TASK LIST:
1. What is the Spanish translation of this sentence from the CFQ patch discussion: "Ok, will merge hierarchical patch and flat patch together."?
2. Answer these questions using the CFQ patch discussion:
(a) In which mode is nr_subgp currently effective?
(b) What is the title of patch 7, according to the reviewer?
(c) Which two patches does the author agree to merge?
3. Can you go on with the CFQ patch discussion from the point where it stops?

Currently, nr_subgp is only effective in hierarchical mode, but nr_cfqq work
for both hierarchical and flat mode. So for the time being, we need separate
count for child queues and groups.

> 
>>  	/*
>>  	 * Per group busy queus average. Useful for workload slice calc. We
>>  	 * create the array for each prio class but at run time it is used
>> @@ -229,8 +233,6 @@ struct cfq_group {
>>   */
>>  struct cfq_data {
>>  	struct request_queue *queue;
>> -	/* Root service tree for cfq_groups */
>> -	struct cfq_rb_root grp_service_tree;
> 
> I see that you are removing this service tree here and then adding it
> back in patch 7. I think it is confusing. In fact title of patch 7 is
> add flat mode. The fact the flat mode is already supported and we
> are just adding hierarchical mode on top of it. I think this is
> just a matter of better naming and patch organization so that 
> it is more clear.  

Ok, will merge hierarchical patch and flat patch together.

> 
>>  	struct cfq_group root_group;
>>  
>>  	/*
>> @@ -347,8 +349,6 @@ cfqg_of_entity(struct cfq_entity *cfqe)

RECORDED INFORMATION:

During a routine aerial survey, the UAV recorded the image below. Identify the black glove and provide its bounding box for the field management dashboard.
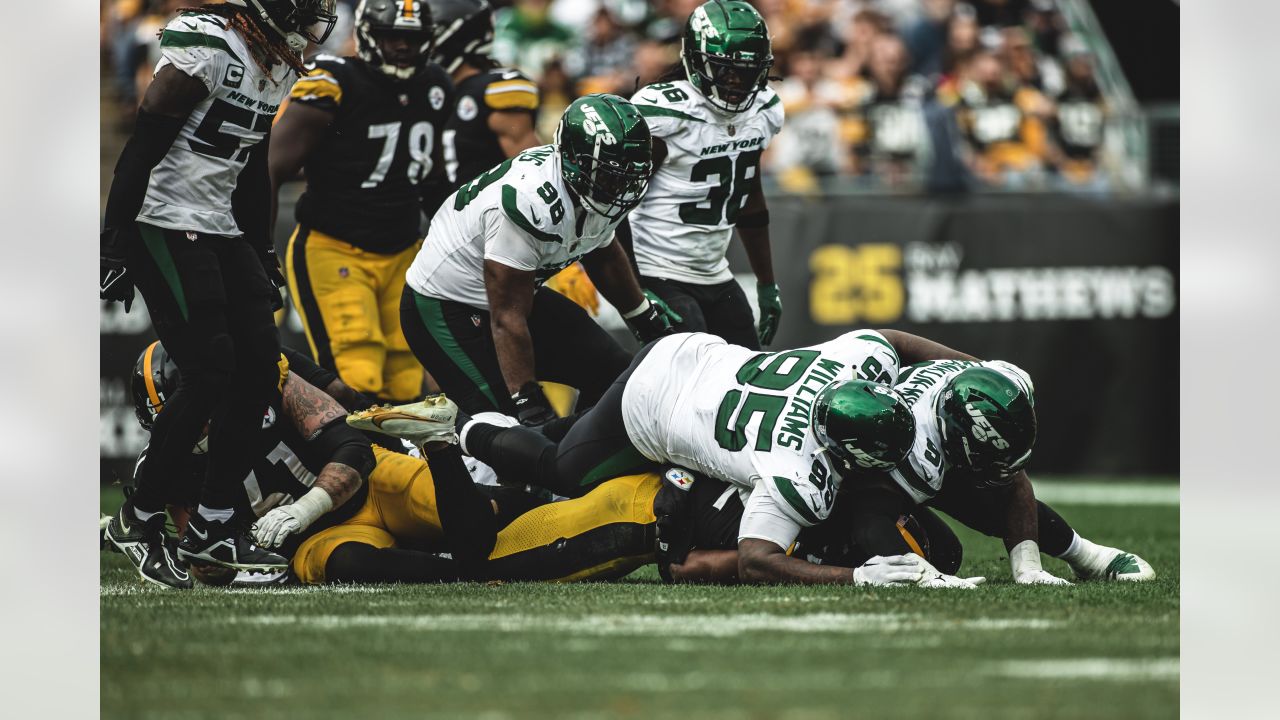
==
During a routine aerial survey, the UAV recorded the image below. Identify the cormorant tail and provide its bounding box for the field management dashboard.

EXERCISE ANSWERS:
1. De acuerdo, fusionaré el parche jerárquico y el parche plano.

2.
(a) Only in hierarchical mode.
(b) "add flat mode."
(c) The hierarchical patch and the flat patch.

3.
>>  	return NULL;
>>  }
>>  
>> -static struct cfq_group *cfq_get_next_cfqg(struct cfq_data *cfqd);
>> -
>>  static struct cfq_rb_root *service_tree_for(struct cfq_group *cfqg,
>>  					    enum wl_prio_t prio,
>>  					    enum wl_type_t type)
>> @@ -638,10 +638,15 @@ static inline unsigned cfq_group_get_avg_queues(struct cfq_data *cfqd,
>>  static inline unsigned
>>  cfq_group_slice(struct cfq_data *cfqd, struct cfq_group *cfqg)
>>  {
>> -	struct cfq_rb_root *st = &cfqd->grp_service_tree;
>>  	struct cfq_entity *cfqe = &cfqg->cfqe;
>> +	struct cfq_rb_root *st = cfqe->service_tree;
>>  
>> -	return cfq_target_latency * cfqe->weight / st->total_weight;
>> +	if (st)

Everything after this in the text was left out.